▶ _Instructions for the task_
Could you give the entries back exactly as they stand, minus any pictures?

▶ _Entries supplied_

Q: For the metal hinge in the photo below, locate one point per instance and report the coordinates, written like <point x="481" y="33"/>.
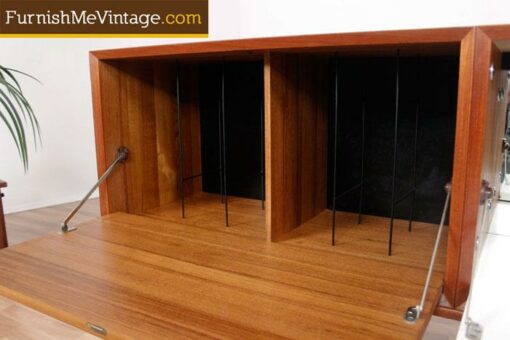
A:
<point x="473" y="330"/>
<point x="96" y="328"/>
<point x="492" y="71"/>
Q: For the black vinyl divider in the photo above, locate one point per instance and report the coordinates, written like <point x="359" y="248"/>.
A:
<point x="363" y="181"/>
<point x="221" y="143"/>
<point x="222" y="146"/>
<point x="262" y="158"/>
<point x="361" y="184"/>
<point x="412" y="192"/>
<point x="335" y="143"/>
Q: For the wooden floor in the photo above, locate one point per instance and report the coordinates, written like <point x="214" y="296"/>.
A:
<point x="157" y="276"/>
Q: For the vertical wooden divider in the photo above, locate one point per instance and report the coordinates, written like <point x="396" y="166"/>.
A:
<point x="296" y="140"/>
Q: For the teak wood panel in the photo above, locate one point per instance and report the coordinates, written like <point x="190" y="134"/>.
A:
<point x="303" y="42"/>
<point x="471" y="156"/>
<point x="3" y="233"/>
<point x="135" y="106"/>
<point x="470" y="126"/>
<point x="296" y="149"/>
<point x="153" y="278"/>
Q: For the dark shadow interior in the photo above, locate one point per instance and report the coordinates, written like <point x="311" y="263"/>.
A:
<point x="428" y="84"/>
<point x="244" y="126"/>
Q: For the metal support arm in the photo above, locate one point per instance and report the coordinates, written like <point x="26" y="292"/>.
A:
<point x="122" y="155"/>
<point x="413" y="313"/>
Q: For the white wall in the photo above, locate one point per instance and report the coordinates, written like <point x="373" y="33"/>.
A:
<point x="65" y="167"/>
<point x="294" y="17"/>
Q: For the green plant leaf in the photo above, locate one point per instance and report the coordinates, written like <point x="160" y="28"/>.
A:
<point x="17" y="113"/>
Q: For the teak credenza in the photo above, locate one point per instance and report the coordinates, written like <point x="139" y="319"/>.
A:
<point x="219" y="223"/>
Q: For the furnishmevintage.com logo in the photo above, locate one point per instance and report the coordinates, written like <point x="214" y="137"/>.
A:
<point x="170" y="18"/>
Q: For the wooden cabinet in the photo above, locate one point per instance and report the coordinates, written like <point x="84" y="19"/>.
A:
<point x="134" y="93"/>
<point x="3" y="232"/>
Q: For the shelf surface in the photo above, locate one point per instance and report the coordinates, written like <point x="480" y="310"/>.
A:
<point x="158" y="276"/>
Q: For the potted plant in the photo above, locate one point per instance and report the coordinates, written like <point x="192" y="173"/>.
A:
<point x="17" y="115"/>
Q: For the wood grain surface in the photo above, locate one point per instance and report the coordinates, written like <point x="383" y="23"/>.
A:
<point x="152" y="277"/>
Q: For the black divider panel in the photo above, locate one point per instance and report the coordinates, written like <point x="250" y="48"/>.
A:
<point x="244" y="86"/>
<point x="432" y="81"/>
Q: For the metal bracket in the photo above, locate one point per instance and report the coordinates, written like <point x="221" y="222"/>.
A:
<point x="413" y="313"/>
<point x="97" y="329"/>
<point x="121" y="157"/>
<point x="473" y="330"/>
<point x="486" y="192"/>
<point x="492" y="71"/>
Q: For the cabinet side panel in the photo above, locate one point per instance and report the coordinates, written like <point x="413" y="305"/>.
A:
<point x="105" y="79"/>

▶ _Task answer_
Q: For the metal hinge in the photo below, locate one point per instance and report the coordinates, written like <point x="481" y="33"/>.
A:
<point x="473" y="330"/>
<point x="96" y="328"/>
<point x="492" y="71"/>
Q: For the black vinyl divider in the photo above, locate one point per instance and report the coordinates, written like <point x="359" y="248"/>.
A:
<point x="363" y="181"/>
<point x="221" y="143"/>
<point x="222" y="146"/>
<point x="262" y="158"/>
<point x="361" y="184"/>
<point x="412" y="192"/>
<point x="335" y="143"/>
Q: For the wooden floor in the photo above, locate one point per instance and report the coordinates, written like <point x="214" y="296"/>.
A:
<point x="157" y="276"/>
Q: For the vertical wooden divider in the photo above, locate one point per instance and report the coordinates, written like <point x="396" y="166"/>.
A:
<point x="296" y="140"/>
Q: For the teak wood panel in the photo above, locate one point per instance and report the coordinates, written like <point x="190" y="134"/>.
A:
<point x="303" y="42"/>
<point x="471" y="156"/>
<point x="3" y="233"/>
<point x="135" y="106"/>
<point x="470" y="126"/>
<point x="296" y="149"/>
<point x="153" y="278"/>
Q: For the dark shadow interior in the photo above, locate one point per instance and report the coordinates, written like <point x="311" y="263"/>.
A:
<point x="428" y="84"/>
<point x="244" y="126"/>
Q: For the metal support arm in the photo above, locate one point per instance and report the coordinates, written like <point x="26" y="292"/>.
A:
<point x="122" y="155"/>
<point x="413" y="313"/>
Q: For the white wall in the photo above, locate one point per instance and report the coordinates, written like <point x="373" y="33"/>.
A:
<point x="65" y="167"/>
<point x="294" y="17"/>
Q: For the green plant leaf in the photo above, locate one point per instance and report the coordinates, written like <point x="160" y="28"/>.
A:
<point x="17" y="113"/>
Q: For the teak credenza in the photo above, locate one point per instance and report the coordinates, written like <point x="139" y="319"/>.
A:
<point x="219" y="223"/>
Q: For the furnishmevintage.com logo in the photo above, locate one point per instance and report the coordinates, written like <point x="214" y="137"/>.
A:
<point x="170" y="18"/>
Q: For the wooden cabinet in the photo above, locate one point per instance and report the coordinates, written like <point x="84" y="19"/>.
A:
<point x="134" y="93"/>
<point x="3" y="232"/>
Q: For the shelf surface in the photo above, locate one point per instance and report the coordinates, written like <point x="480" y="310"/>.
A:
<point x="158" y="276"/>
Q: For the potted plant in the photo above, locate one point per instance and report the coordinates, written like <point x="192" y="173"/>.
A:
<point x="17" y="115"/>
Q: For the wood grain surface in the photo above, locate one point per instance and report the coordinates, written like <point x="383" y="23"/>.
A:
<point x="152" y="277"/>
Q: For the black divider panel in the photo above, locate one point per instance and report the coordinates, written like <point x="250" y="48"/>.
A:
<point x="244" y="86"/>
<point x="432" y="81"/>
Q: For the metal bracket in the photo above, locate one point per instance and report the coordinates, written like <point x="221" y="222"/>.
A:
<point x="413" y="313"/>
<point x="97" y="329"/>
<point x="121" y="157"/>
<point x="473" y="330"/>
<point x="486" y="192"/>
<point x="492" y="71"/>
Q: For the cabinet side panel in the photo above, locate one point per instance and report the coordinates, written like <point x="413" y="305"/>.
A:
<point x="105" y="79"/>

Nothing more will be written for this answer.